One must not, of course, construe even a reserved judgment of even Russell, L.J. as if it were an Act of Parliament. And, in Herrington v. British Railways Board, Lord Morris said: (All ER p. 761c)

There is always peril in treating the words of a speech or judgment as through they were words in a legislative enactment, and it is to be remembered that judicial utterances made in the setting of the facts of a particular case.

21. Circumstantial flexibility, one additional or different fact may make a world of difference between conclusions in two cases. Disposal of cases by blindly placing reliance on a decision is not proper.

22. The following words of Lord Denning in the matter of applying precedents have become locus classicus:

Each case depends on its own facts and a close similarity between one case and another is not enough because even a single significant detail may alter the entire aspect. In deciding such cases, one should avoid the temptation to decide cases (as said by Cordozo) by matching the colour of one case against the colour of another. To decide, therefore, on which side of the line a case falls, the broad resemblance to another case is not at all decisive.

Entries for pointing and labeling:
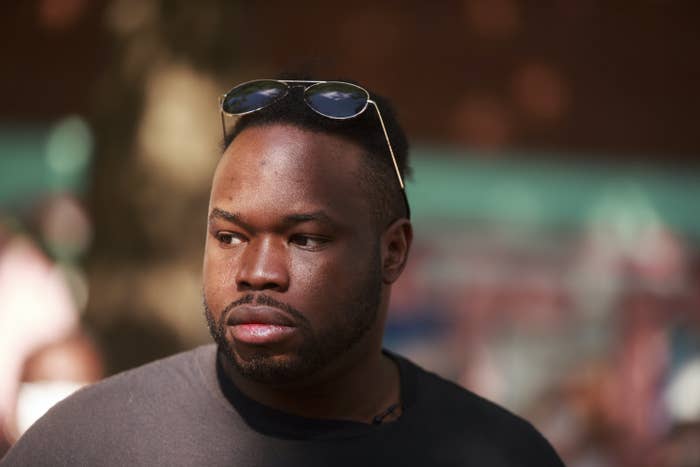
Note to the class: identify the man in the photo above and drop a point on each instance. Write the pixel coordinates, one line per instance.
(308, 228)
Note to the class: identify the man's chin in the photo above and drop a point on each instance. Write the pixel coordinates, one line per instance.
(269, 368)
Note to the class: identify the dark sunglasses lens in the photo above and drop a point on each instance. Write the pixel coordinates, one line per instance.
(336, 100)
(253, 96)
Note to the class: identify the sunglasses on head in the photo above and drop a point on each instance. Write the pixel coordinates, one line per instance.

### Written tasks
(a) List every person named in the excerpt on judicial precedent.
(b) Answer these questions from the excerpt on judicial precedent.
(i) In which case did Lord Morris make the quoted remark?
(ii) According to paragraph 21, what way of disposing of cases is not proper?
(iii) What does Lord Denning say is not at all decisive?
(c) Write a continuation of the excerpt on judicial precedent, starting after its final sentence.
The records play no part in what is asked here.

### Exercise responses
(a) Russell, L.J.; Lord Morris; Lord Denning; Cordozo

(b)
(i) Herrington v. British Railways Board
(ii) Disposing of cases by blindly placing reliance on a decision
(iii) The broad resemblance to another case

(c)
*** *** *** *** *** *** ***Precedent should be followed only so far as its marks the path of justice, but you must cut the dead wood and trim off the side branches else you will find yourself lost in thickets and branches. My plea is to keep the path to justice clear of obstructions which could impede it.

10. Similar view has been iterated in State of Haryana and Ors. v. AGM Management Service Ltd. : (2006)5SCC520 .

11. In view of the aforesaid enunciation of law we are disposed to think that the term 'any Court' used in the summation in Paragraph 7 (a) has to be restricted to mean the Court to which CPC and Cr.PC is made applicable regard being had to the context in which the decision was rendered. Quite apart from the above it is evident that the Division Bench speaking through the learned Chief Justice (as His Lordship then was) did not lay down the law regarding the exact conceptuality that flows from language employed in the Code of Civil Procedure and Code of Criminal Procedure. Thus, the conclusion, irrefragably, has to be studied in the backdrop of the Code of Civil Procedure and Code of Criminal Procedure. Ergo, we proceed.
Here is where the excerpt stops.